Try it >>
The reply has to contain each record exactly as written.

Raw data section start

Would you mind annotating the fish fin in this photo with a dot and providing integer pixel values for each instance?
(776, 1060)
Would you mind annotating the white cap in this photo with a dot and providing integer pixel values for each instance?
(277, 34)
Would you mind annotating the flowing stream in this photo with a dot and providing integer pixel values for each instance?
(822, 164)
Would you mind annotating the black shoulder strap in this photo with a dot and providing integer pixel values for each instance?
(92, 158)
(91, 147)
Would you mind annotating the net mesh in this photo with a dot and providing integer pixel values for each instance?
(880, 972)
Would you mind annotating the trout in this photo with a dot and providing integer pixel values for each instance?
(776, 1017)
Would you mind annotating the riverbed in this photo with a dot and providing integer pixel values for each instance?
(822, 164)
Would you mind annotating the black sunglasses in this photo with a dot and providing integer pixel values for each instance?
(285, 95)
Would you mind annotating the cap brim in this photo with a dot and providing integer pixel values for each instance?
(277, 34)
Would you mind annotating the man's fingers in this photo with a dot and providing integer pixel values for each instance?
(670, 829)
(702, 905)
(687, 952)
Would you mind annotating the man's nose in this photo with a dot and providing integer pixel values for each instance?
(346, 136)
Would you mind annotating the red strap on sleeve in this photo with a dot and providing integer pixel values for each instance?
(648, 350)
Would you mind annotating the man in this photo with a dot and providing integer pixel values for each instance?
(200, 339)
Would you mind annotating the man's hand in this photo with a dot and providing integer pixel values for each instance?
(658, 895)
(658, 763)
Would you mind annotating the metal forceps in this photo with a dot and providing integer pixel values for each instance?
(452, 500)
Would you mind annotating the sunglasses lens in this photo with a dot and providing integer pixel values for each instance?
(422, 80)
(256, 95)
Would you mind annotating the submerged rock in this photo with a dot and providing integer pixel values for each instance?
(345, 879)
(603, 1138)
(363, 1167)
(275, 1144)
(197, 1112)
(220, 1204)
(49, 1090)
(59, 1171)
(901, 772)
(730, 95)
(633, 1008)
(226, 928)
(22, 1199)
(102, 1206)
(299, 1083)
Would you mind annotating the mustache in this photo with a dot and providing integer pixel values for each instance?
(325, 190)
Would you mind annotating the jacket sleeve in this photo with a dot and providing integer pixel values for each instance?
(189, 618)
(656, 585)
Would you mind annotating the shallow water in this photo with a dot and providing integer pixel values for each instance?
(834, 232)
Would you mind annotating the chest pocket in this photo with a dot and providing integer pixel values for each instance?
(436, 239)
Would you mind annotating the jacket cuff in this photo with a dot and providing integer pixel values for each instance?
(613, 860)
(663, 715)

Raw data section end

Result for this task >>
Would you mind annotating the fish fin in this photo with a dot and providing integer pixel values for each instance?
(776, 1060)
Would you mind annotating the white cap in this photo with a dot and providing integer pixel values for each instance?
(277, 34)
Would you mind annotating the flowing stream in this photo with a dot and providing integer pixel values for each instance?
(822, 164)
Would you mind annotating the black shoulder strap in this photo with a dot and providing integer pixel values for each instance?
(92, 158)
(91, 147)
Would you mind annotating the net mesh in this photo with a dot and providing integer pixel values for each instance?
(880, 972)
Would you mind annotating the trout in this photo with a dot and providing integer pixel values for each instance?
(776, 1017)
Would you mind annotating the riverbed in this photo with a dot and providing integer pixel values for each instance?
(822, 164)
Would you mind annotating the black sunglasses in this photo with a dot and providing integer pixel values for each instance?
(285, 95)
Would you mind annotating the cap brim in this photo with a dot and providing integer pixel values for each instance?
(277, 34)
Would you mind annotating the man's fingers in this photo with a dot and providing integer pixel values for each instance?
(670, 829)
(702, 905)
(687, 952)
Would you mind annotating the man's nose in this photo with a dot and providing integer pixel values for each instance?
(346, 136)
Would you mind annotating the red strap on sleeve in this photo with a dot and providing integer pixel values for each instance?
(648, 350)
Would you mind annotating the man in this photo with a dot and providing integer pixel values for each instance?
(200, 339)
Would you mind annotating the man's hand in this photo with a dot and providing integer pixel values for each instance?
(658, 895)
(658, 763)
Would you mind annotating the metal forceps in this photo with a dot and providing integer pixel values for each instance?
(452, 500)
Would you mind annotating the sunglasses lens in this photo with a dot and providing integer pixel values for each instance?
(422, 80)
(256, 95)
Would you mind annotating the submerged rock in this photo with a dot and providing integer pixel values for each instance?
(345, 879)
(603, 1138)
(363, 1167)
(275, 1144)
(197, 1112)
(220, 1204)
(49, 1090)
(59, 1171)
(901, 772)
(730, 95)
(633, 1008)
(226, 928)
(22, 1199)
(102, 1206)
(299, 1083)
Would you mind annotating the mustache in this photo with a dot and providing integer pixel values for each instance?
(325, 190)
Would you mind annotating the jacket sleeve in this photo with a dot and providing integer pixel values for each instance?
(189, 618)
(656, 585)
Would you mind annotating the shallow water in this photo with a dot and providing integer pixel values for each instance?
(834, 232)
Would you mind annotating the chest pocket in this photo with a dot and providing integer pixel values for each instance?
(436, 239)
Would you mind annotating the jacket cuff in this photo with a dot and providing integer pixel values for each instance?
(613, 860)
(663, 715)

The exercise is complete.